=== Passage ===
Getting the Question Right in Debates over Income Inequality: A Response to Garfinkel and Smeeding

by
Richard Burkhauser and Jeff Larrimore,Cornell University, Joint Committee on Taxation
October 20, 2011

Smeeding and Garfinkel (2011) provide an important and useful response to our initial blog post that focused on one of the results from Burkhauser, Larrimore, and Simon (Forthcoming). In Table 1 of our blog post, we use Current Population Survey data to show that levels and trends in a measure as seemingly non-controversial as median income can vary dramatically depending on what is included in the measure of income and the sharing unit used as the unit of analysis. We show that while the median tax unit’s market income (pre-tax, pre-transfer in cash income) only grew by 3.2 percent from 1979 to 2007—the peaks of the last three business cycles—the median American’s household size-adjusted post-tax post-transfer in cash income increased by almost 10 times as much—29.3 percent—over that same period.
=== Dataset records ===
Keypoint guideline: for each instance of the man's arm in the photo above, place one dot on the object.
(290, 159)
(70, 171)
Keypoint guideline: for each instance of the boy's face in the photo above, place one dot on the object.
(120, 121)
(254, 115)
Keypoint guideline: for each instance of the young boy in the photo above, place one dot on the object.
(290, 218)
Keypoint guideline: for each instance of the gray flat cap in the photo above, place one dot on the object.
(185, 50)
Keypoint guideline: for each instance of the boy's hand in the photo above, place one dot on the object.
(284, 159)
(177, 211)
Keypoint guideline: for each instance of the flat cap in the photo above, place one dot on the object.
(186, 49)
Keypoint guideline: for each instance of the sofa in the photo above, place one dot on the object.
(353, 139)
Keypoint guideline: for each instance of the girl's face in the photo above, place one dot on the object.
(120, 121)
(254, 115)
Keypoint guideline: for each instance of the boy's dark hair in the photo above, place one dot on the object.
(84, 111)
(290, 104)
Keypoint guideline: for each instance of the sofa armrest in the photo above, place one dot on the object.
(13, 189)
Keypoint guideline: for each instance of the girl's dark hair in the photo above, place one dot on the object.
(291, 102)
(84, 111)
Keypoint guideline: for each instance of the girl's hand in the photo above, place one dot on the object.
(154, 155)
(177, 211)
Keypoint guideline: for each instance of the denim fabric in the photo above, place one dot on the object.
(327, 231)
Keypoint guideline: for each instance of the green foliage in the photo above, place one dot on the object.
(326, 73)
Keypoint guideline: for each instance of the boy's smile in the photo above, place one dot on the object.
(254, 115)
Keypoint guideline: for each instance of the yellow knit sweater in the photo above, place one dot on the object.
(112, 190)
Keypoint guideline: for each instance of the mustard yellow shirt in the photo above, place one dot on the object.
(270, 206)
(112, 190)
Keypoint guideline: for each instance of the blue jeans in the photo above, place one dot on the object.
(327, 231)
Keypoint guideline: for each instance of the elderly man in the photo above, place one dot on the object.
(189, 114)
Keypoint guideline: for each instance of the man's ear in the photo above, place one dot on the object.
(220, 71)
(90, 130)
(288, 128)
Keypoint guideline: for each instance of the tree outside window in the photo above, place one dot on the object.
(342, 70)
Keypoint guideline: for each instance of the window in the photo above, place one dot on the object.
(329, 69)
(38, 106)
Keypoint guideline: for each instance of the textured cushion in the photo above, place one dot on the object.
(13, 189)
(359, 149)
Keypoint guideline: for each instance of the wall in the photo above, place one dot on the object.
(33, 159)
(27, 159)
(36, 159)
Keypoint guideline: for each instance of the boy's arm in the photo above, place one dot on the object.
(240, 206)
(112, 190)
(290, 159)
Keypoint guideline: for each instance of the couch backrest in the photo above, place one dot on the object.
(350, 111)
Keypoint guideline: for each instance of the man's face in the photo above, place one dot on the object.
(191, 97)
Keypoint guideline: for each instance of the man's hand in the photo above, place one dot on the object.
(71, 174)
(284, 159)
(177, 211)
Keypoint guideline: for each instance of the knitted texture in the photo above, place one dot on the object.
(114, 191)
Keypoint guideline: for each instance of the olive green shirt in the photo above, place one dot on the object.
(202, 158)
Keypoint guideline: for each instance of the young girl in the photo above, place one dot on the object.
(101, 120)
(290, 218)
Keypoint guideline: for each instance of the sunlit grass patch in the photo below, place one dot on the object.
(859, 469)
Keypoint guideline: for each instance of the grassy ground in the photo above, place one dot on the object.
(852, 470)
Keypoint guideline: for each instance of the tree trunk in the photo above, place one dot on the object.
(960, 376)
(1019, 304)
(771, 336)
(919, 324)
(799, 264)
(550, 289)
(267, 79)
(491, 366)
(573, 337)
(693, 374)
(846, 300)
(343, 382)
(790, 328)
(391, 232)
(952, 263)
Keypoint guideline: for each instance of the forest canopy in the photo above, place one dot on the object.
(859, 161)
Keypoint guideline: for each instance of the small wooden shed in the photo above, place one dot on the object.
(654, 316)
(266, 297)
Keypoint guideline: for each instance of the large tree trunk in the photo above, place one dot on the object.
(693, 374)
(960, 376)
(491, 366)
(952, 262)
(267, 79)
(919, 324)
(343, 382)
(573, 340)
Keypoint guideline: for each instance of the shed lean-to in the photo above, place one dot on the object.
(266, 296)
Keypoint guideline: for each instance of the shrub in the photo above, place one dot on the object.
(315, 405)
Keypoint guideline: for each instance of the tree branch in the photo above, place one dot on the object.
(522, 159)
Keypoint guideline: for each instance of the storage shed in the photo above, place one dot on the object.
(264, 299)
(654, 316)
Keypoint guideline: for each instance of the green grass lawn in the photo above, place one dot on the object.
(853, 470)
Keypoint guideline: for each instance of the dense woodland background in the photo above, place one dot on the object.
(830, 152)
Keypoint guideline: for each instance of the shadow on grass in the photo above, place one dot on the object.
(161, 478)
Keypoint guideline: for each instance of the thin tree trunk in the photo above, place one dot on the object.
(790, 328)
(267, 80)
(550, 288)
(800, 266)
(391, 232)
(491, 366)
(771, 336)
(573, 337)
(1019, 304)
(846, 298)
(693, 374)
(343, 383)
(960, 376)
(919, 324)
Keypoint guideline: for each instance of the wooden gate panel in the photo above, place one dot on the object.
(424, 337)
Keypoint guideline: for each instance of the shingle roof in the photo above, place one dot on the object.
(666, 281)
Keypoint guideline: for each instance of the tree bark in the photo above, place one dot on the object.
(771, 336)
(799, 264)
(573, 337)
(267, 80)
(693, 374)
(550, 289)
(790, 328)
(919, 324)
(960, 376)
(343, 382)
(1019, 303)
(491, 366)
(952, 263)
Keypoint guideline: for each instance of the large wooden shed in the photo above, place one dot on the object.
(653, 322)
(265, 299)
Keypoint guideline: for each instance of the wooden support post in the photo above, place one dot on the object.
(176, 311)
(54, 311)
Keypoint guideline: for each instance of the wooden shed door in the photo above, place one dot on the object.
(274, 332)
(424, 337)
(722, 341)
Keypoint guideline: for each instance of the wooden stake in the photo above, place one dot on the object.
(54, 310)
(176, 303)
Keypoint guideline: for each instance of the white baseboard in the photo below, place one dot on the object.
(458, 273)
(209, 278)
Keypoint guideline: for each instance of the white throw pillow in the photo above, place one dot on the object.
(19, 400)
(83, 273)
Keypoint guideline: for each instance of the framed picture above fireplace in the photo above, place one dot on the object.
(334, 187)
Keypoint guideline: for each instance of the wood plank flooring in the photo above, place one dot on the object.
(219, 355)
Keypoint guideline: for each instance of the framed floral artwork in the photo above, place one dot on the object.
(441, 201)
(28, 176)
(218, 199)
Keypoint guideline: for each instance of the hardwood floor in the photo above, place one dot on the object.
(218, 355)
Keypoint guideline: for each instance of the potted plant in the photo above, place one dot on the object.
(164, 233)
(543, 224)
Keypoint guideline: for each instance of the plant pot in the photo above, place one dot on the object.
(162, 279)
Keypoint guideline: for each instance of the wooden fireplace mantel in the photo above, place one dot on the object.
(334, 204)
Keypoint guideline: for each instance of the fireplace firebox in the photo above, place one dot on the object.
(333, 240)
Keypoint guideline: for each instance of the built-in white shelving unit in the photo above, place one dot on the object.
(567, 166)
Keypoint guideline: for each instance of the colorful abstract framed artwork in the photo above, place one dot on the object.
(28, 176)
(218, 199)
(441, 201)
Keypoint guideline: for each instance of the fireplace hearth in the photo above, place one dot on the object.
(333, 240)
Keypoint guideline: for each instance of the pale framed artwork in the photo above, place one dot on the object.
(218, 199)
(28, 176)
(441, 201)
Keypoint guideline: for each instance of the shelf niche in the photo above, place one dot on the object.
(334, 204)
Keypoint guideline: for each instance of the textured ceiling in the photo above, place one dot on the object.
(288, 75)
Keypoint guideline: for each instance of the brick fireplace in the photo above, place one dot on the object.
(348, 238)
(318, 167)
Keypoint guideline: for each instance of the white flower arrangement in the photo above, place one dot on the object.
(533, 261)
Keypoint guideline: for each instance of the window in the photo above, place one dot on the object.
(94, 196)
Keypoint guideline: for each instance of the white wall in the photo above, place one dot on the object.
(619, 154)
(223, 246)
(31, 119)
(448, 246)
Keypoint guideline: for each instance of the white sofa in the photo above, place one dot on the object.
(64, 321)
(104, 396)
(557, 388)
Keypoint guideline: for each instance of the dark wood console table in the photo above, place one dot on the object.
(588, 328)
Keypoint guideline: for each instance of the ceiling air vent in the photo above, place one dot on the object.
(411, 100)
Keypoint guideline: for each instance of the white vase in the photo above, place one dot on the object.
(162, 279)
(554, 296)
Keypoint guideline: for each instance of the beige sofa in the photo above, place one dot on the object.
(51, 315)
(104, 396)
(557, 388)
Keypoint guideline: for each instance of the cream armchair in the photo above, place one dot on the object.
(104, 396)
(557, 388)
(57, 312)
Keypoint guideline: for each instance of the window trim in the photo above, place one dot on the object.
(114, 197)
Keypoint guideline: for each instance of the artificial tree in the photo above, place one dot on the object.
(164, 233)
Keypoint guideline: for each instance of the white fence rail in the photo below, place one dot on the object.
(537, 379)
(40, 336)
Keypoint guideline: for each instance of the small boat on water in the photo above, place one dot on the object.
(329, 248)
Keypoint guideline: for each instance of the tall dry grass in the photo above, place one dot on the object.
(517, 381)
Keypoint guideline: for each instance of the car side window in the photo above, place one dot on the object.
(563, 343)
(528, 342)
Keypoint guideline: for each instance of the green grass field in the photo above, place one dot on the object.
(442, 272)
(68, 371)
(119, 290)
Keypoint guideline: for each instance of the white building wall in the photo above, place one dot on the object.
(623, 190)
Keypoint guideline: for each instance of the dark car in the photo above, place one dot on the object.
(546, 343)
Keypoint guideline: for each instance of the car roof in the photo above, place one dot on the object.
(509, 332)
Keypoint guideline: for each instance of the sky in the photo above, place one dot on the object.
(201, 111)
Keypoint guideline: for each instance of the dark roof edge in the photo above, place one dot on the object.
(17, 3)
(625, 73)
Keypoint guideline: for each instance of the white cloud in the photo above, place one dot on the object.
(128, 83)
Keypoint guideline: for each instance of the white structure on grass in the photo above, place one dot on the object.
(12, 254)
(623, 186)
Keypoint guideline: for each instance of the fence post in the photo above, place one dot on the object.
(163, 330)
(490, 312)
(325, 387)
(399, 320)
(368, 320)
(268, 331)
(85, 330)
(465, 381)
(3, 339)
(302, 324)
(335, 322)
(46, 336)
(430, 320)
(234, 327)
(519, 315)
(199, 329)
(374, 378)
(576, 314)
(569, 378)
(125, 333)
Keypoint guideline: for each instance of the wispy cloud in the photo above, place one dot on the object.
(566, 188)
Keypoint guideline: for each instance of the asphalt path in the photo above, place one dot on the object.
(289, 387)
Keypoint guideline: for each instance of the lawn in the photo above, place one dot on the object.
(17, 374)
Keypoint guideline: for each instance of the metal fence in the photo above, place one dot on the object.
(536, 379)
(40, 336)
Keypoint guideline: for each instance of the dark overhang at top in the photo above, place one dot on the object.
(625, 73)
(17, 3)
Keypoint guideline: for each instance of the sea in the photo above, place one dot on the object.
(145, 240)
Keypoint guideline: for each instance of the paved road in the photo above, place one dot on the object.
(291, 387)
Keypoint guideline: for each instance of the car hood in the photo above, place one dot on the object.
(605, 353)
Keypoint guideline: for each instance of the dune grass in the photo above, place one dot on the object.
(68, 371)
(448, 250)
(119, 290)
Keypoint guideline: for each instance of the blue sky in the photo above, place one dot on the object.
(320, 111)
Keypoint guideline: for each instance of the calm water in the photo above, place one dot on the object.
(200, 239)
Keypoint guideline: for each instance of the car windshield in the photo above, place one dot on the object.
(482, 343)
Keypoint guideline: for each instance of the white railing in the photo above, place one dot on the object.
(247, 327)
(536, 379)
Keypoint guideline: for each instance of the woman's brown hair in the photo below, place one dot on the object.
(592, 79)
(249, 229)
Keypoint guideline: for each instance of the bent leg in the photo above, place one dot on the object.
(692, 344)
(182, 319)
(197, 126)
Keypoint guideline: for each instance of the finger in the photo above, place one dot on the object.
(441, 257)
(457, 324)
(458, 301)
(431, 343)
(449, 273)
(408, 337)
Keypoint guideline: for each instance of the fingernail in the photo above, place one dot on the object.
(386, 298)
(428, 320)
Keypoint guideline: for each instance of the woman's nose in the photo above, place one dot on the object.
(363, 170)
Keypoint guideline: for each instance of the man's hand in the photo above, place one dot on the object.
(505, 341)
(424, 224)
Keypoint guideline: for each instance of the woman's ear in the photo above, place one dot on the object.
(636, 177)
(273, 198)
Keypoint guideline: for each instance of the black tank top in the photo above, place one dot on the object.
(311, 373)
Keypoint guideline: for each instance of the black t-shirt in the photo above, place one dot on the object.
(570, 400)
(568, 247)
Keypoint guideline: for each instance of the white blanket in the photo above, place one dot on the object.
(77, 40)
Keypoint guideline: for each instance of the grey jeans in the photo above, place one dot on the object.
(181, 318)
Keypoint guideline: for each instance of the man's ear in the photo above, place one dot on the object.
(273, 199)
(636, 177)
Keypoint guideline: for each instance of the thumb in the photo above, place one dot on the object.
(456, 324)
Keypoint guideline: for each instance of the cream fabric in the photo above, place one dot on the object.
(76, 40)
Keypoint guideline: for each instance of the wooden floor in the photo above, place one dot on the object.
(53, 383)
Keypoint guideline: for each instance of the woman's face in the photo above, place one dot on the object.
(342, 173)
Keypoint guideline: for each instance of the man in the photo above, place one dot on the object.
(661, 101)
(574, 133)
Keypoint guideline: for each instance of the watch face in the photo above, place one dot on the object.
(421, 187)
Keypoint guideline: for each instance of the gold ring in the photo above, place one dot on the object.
===
## Problems to solve
• 1. Summarize the response on income inequality in two sentences.
• 2. Decide whether each statement agrees with the response on income inequality, answering yes or no and quoting the words that settle it.
(a) The earlier blog post drew on Current Population Survey data.
(b) The median tax unit's market income grew by 29.3 percent from 1979 to 2007.
(c) The years 1979 and 2007 are identified as business-cycle peaks.
• 3. Carry the response on income inequality forward with one more paragraph, beginning after its final sentence.

## Answers by item number
• 1. The authors reply to Smeeding and Garfinkel, who had responded to an earlier blog post that focused on one result from Burkhauser, Larrimore, and Simon. That post used Current Population Survey data to show that median income levels and trends vary dramatically with the measure of income and the sharing unit: from 1979 to 2007 the median tax unit's market income grew only 3.2 percent, while the median American's household size-adjusted post-tax post-transfer in cash income rose 29.3 percent.

• 2.
(a) Yes: "we use Current Population Survey data"
(b) No: "only grew by 3.2 percent from 1979 to 2007"
(c) Yes: "the peaks of the last three business cycles"

• 3.
Hence there is a major difference not only in the level but also in the growth of our Piketty and Saez (2003) style measure of market income and one that uses in cash disposable income which is more commonly found in the international income inequality literature (See Gottschalk and Smeeding, 1997, for a review of this literature). The first of these measures suggests that median income was not only initially low but remained stagnant at that low level over the past 30 years, the other suggests that median income was initially higher and grew by a much more substantial amount over that time period. We then went on to show that this is even more the case—an increase in median income by 36.7 percent—when the single most important and fastest growing source of non-wage market compensation—the employer share of employer provided health insurance—and the single fastest growing source of non-cash government transfer benefits—the insurance value of Medicare and Medicaid—are included in this measure.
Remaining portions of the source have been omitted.